***** Ausgewählter Textauszug *****

Warum gerade diese Festplatten so wichtig gewesen seien? M. gab an, dass die Festplatten ja „in die falschen Hände geraten“ hätten geraten können. Ob im Kanzleramt andere Festplatten vernichtet worden seien, könne er nicht mehr sagen, so M. Das E-Mail-Konto „Walter Maisinger“, mit dem er dann Kontakt zur Schredderfirma aufgenommen hatte, habe er schon davor angelegt.

Bei M. daheim keine Datenspeicher gefunden

Thema bei den Befragungen war auch eine freiwillige Nachschau bei M. zu Hause. Er gab an, dass die Polizei ihn kontaktiert habe, die Beamten hätten gleich zu ihm nach Hause gewollt, ohne dass es zu Sicherstellungen in seinem Büro in der Lichtenfelsgasse gekommen wäre. Er habe nur noch persönliche Dinge aus dem Büro geholt und sei dann nach Hause gefahren. Dort hätten die Beamten „in jedes Kastl, in jede Lade“ geschaut.

***** Vorliegende Datensätze *****

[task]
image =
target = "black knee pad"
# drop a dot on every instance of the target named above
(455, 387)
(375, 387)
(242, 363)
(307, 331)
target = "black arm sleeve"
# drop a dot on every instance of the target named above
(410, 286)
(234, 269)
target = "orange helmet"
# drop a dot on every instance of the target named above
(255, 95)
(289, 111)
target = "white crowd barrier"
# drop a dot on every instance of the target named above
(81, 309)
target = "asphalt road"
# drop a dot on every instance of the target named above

*****

Schreibe den Textauszug über die Festplatten und die Nachschau bei M. vollständig und unverändert ab. Die Datensätze sind eigenständiges Material und gehören nicht zum Textauszug.

Warum gerade diese Festplatten so wichtig gewesen seien? M. gab an, dass die Festplatten ja „in die falschen Hände geraten“ hätten geraten können. Ob im Kanzleramt andere Festplatten vernichtet worden seien, könne er nicht mehr sagen, so M. Das E-Mail-Konto „Walter Maisinger“, mit dem er dann Kontakt zur Schredderfirma aufgenommen hatte, habe er schon davor angelegt.

Bei M. daheim keine Datenspeicher gefunden

Thema bei den Befragungen war auch eine freiwillige Nachschau bei M. zu Hause. Er gab an, dass die Polizei ihn kontaktiert habe, die Beamten hätten gleich zu ihm nach Hause gewollt, ohne dass es zu Sicherstellungen in seinem Büro in der Lichtenfelsgasse gekommen wäre. Er habe nur noch persönliche Dinge aus dem Büro geholt und sei dann nach Hause gefahren. Dort hätten die Beamten „in jedes Kastl, in jede Lade“ geschaut.